Every line containing the string "gets" is to be copied from the records.

Available data =>

━━━━━━━━━━━━━━━━━━━━━━━━━━━━━━

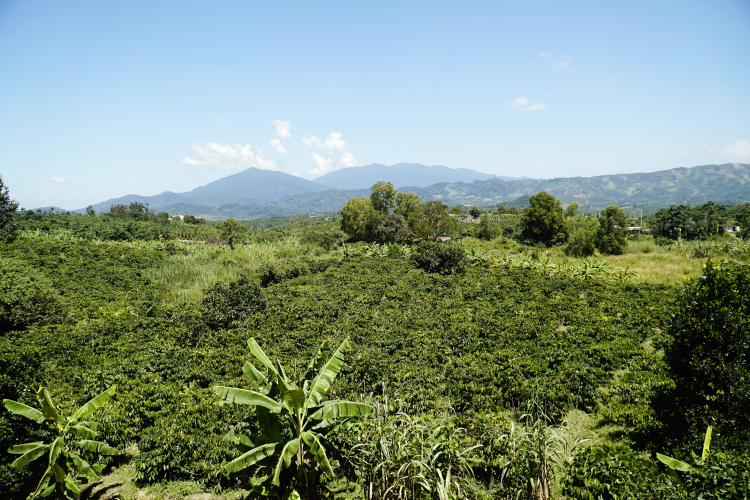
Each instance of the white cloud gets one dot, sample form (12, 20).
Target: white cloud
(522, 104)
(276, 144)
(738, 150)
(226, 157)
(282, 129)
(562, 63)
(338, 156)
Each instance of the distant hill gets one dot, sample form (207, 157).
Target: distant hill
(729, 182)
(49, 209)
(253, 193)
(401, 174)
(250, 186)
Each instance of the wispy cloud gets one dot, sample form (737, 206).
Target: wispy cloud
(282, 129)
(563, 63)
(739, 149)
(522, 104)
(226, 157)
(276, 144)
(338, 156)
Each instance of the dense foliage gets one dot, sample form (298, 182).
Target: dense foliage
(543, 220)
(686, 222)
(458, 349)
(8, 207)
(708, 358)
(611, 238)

━━━━━━━━━━━━━━━━━━━━━━━━━━━━━━

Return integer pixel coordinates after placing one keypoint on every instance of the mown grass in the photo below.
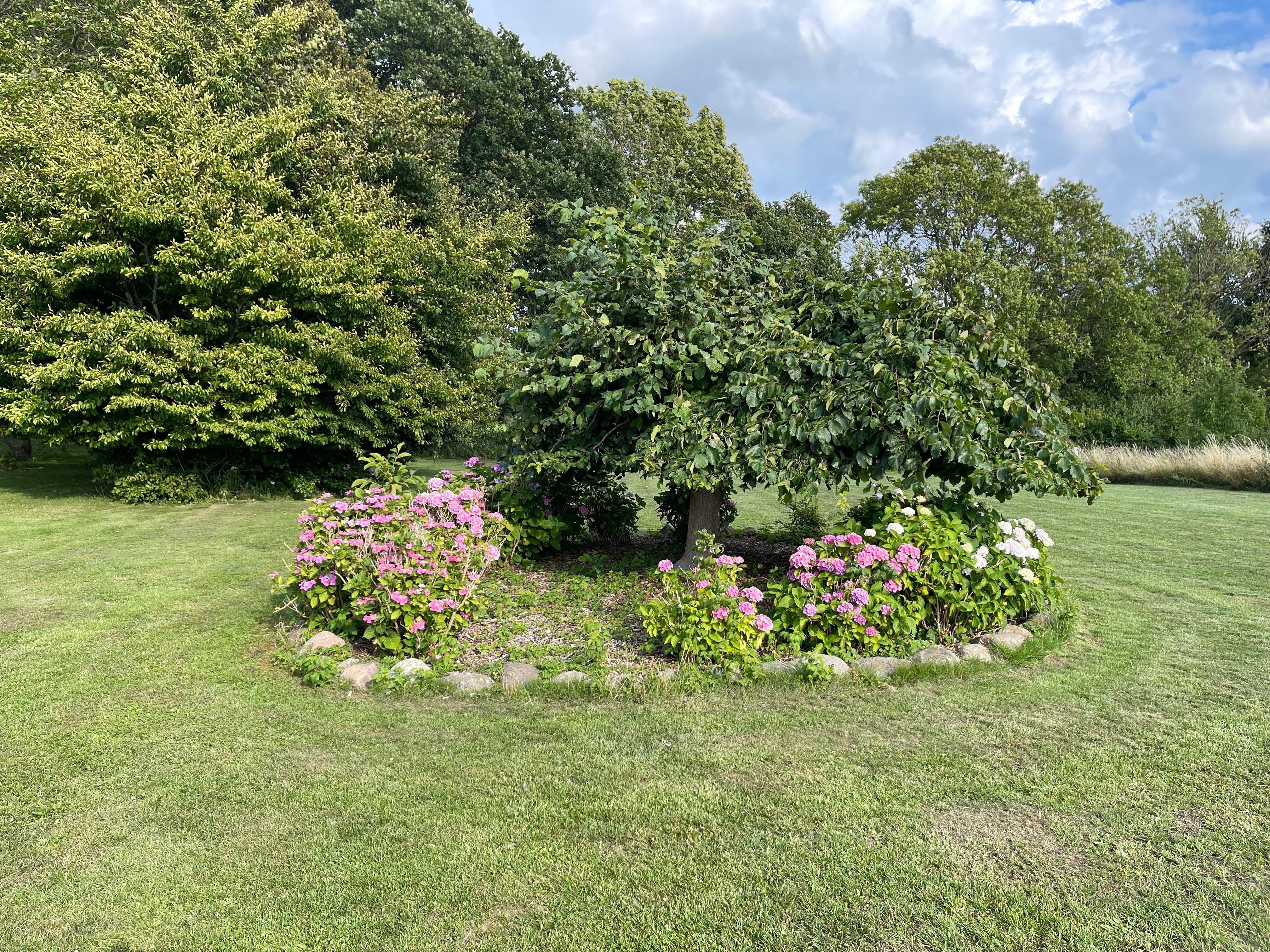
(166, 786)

━━━━━━━━━━━━━━━━━━━━━━━━━━━━━━

Output of the exercise =>
Each instance of the white cloud gets one dot, sample form (12, 20).
Each instance of the distant hill gets one dot, sample form (207, 157).
Each instance of the wispy cloud gets one dot, sample form (737, 206).
Each instance of the dense foliage gets one dot, sample form (298, 182).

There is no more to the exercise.